Detection annotation records:
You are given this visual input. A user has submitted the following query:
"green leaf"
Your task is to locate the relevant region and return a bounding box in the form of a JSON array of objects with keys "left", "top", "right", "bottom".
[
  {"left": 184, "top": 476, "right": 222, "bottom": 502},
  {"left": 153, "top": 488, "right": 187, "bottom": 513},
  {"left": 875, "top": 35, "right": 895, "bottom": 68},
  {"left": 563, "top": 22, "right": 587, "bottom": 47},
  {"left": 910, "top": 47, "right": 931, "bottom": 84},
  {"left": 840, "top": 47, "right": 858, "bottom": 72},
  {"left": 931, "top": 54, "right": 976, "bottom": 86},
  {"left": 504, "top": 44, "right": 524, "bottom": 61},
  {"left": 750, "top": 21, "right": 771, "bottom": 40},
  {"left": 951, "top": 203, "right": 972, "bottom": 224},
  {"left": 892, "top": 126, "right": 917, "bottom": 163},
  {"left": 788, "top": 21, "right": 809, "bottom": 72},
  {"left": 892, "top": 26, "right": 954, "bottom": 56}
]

=== The request ===
Recast every line of the items above as a Markdown table with the columns "Row" and "Text", numbering each row and omitting blank lines.

=== Expected output ===
| Row | Text |
|---|---|
| 1 | You are given this visual input. A user has submitted the following query: |
| 2 | "green leaf" |
| 3 | Your task is to locate the relevant region and return a bounding box in the form of a JSON array of objects with keys "left", "top", "right", "bottom". |
| 4 | [ |
| 5 |   {"left": 184, "top": 476, "right": 222, "bottom": 502}, |
| 6 |   {"left": 153, "top": 488, "right": 187, "bottom": 513}, |
| 7 |   {"left": 875, "top": 35, "right": 895, "bottom": 68}, |
| 8 |   {"left": 563, "top": 22, "right": 587, "bottom": 47}, |
| 9 |   {"left": 910, "top": 47, "right": 931, "bottom": 84}, |
| 10 |   {"left": 840, "top": 47, "right": 858, "bottom": 72}, |
| 11 |   {"left": 931, "top": 54, "right": 976, "bottom": 86}, |
| 12 |   {"left": 504, "top": 44, "right": 524, "bottom": 61}, |
| 13 |   {"left": 750, "top": 21, "right": 771, "bottom": 40}, |
| 14 |   {"left": 951, "top": 203, "right": 972, "bottom": 224}, |
| 15 |   {"left": 892, "top": 126, "right": 917, "bottom": 163}, |
| 16 |   {"left": 788, "top": 21, "right": 809, "bottom": 72}, |
| 17 |   {"left": 892, "top": 26, "right": 954, "bottom": 56} |
| 18 | ] |